§ Questão 1: Reescreva a passagem do trecho sobre futebol que vai de "Os pés e as" até "artes das mãos.", trocando "trabalho" por "ofício".
§ Questão 2:
Responda às perguntas abaixo com base no trecho sobre futebol.
(a) Que três ações da mão o trecho menciona?
(b) Para que cobrança, segundo o trecho, as mãos servem no futebol?
(c) Qual jogador pode usar as mãos?
§ Questão 3: Traduza para o inglês a frase do trecho sobre futebol "O futebol é o reverso do mundo do trabalho."

§ Trecho:
=-=-=

19
de junho de 2014 | N° 17833
MÁRIO
CORSO (Interino)
Os pés e as
mãos
Quem
quiser saber por que o futebol se tornou o esporte mais popular do planeta terá
que rebolar. Certamente a causa é multifatorial, mas arrisco uma teoria.
O
futebol é o reverso do mundo do trabalho. É o território do ócio, do esforço
não produtivo, da competição brincalhona. No mundo prático, quem governa são as
mãos, e elas são o símbolo do trabalho. Não dizemos: mão de obra, dar uma mão,
botar a mão na graxa? A mão é produção e nobreza. É ela que escreve, opera
máquinas e aperta botões. Os pés nos levam de um lado a outro, mas são meros
coadjuvantes, estão a serviço das artes das mãos.
No
mundo do avesso, são os pés que mandam, são eles que dançam, que jogam bola. No
campo, a mão não vale, não entra no jogo, a não ser a de Deus, como naquele dia
em que, entre tantos dos seus nomes, Ele resolveu usar Diego. Pudessem tirá-la,
os demais jogadores o fariam, elas estão ali só para dar graça e harmonia à
corrida.
Para
não dizer que são completamente inúteis só servem para saída lateral, a
cobrança mais rasa e insignificante do futebol. Quem pode usá-las é o goleiro, mas
ele é a exceção e é o masoquista do time. Ele é o mediador entre esses mundos,
é o único que não pode correr pelo campo, está fixo como um trabalhador no seu
setor. Brinca mas não tanto, está no pior lugar. Indispensável, mas excêntrico
ao grupo.

=-=-=

Alguns dados
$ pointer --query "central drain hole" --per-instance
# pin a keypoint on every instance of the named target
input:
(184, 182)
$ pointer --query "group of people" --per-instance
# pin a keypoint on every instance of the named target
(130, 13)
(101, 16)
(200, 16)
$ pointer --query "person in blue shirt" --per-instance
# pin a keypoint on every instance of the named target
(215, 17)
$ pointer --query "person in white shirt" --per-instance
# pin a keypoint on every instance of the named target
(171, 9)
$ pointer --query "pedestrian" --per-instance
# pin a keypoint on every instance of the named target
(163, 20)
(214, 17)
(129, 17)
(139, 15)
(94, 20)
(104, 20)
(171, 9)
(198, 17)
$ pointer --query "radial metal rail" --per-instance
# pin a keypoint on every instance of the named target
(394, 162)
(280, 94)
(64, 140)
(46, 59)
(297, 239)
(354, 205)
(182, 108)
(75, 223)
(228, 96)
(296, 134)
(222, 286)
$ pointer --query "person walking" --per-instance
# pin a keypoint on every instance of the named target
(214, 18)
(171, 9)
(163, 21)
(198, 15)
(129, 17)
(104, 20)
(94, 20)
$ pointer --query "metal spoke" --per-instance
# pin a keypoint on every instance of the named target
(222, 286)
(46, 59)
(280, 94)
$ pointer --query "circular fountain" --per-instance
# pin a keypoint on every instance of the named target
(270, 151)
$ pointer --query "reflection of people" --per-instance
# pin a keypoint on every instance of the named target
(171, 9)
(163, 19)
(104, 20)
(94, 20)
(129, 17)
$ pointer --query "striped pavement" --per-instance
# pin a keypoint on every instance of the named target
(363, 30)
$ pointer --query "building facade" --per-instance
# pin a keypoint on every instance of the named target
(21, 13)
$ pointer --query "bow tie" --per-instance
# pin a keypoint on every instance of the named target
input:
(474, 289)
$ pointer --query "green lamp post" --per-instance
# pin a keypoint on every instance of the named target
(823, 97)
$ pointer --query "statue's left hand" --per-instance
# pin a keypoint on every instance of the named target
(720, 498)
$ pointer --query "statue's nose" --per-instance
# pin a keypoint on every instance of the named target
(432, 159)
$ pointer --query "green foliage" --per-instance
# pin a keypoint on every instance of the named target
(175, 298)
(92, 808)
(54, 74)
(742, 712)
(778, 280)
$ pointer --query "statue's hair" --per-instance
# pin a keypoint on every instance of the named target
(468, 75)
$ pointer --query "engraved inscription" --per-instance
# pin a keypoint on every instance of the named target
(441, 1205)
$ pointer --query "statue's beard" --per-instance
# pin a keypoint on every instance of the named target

=-=-=

§ Resposta 1:
Os pés e as
mãos
Quem
quiser saber por que o futebol se tornou o esporte mais popular do planeta terá
que rebolar. Certamente a causa é multifatorial, mas arrisco uma teoria.
O
futebol é o reverso do mundo do ofício. É o território do ócio, do esforço
não produtivo, da competição brincalhona. No mundo prático, quem governa são as
mãos, e elas são o símbolo do ofício. Não dizemos: mão de obra, dar uma mão,
botar a mão na graxa? A mão é produção e nobreza. É ela que escreve, opera
máquinas e aperta botões. Os pés nos levam de um lado a outro, mas são meros
coadjuvantes, estão a serviço das artes das mãos.

§ Resposta 2:
(a) Escrever, operar máquinas e apertar botões.
(b) Para a saída lateral.
(c) O goleiro.

§ Resposta 3: Soccer is the reverse of the world of work.